Quoted passage:
◇ ◇ ◇ ◇ ◇
# Dr. Joy Browne



## justwhy (Dec 7, 2011)

Dr. Browne believes in "one-year rule", which states that people who have lost a spouse or partner due to break-up, death or divorce should wait at a minimum one year before resuming romantic relationships. 

what do you think?


----------



## tacoma (May 1, 2011)

I think Dr.Brown should deal with loss the way she`s most comfortable and let others do the same.

There is no magic number as to how much time to wait.

I can tell you that if my wife and I were to split there`s no way in hell I`m going to be alone for a year.

Not happening.


----------



## Hope1964 (Sep 26, 2011)

Take the year and then think about your individual situation. Who did the breaking up - you or the other person? Had you checked out of the relationship already when it happened, or did it come out of the blue? How long was the relationship?

You can't set a blanket rule like that because every person and relationship is so different. When I split with my first husband, I did the breaking up and I had checked out years earlier. I was ready before I would have been if I had thought everything was perfect and he up and left me with no warning.


----------



## Lon (Jun 6, 2011)

Do I get credit for the several years prior to breakup of abandonment, lack of intimacy, sex and communication?


----------



## Mamatomany (Jan 10, 2012)
◇ ◇ ◇ ◇ ◇
Information supplied:
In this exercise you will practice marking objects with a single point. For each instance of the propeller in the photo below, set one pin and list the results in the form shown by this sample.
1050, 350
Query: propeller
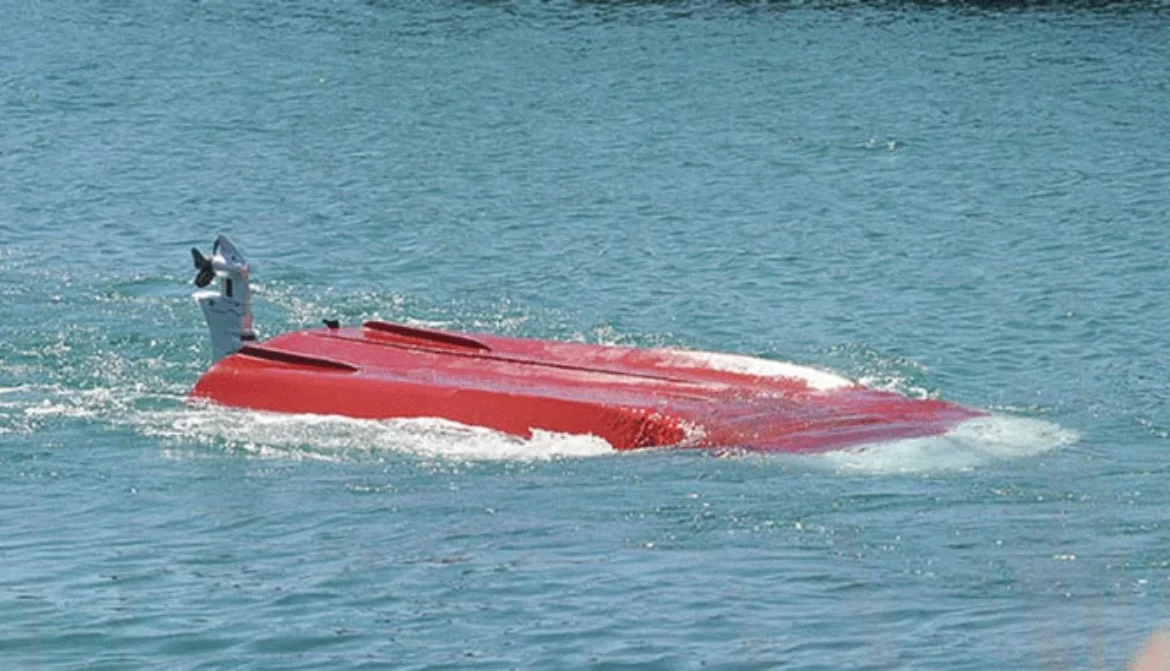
204, 265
◇ ◇ ◇ ◇ ◇
Tasks to complete:
a – List every username that heads an entry in the forum thread.
b – Rename "one-year rule" to "twelve-month rule" in the forum thread, beginning at the words "## justwhy (Dec" and stopping after "do the same.".

Exercise solutions:
a –
- justwhy
- tacoma
- Hope1964
- Lon
- Mamatomany

b –
## justwhy (Dec 7, 2011)

Dr. Browne believes in "twelve-month rule", which states that people who have lost a spouse or partner due to break-up, death or divorce should wait at a minimum one year before resuming romantic relationships. 

what do you think?


----------



## tacoma (May 1, 2011)

I think Dr.Brown should deal with loss the way she`s most comfortable and let others do the same.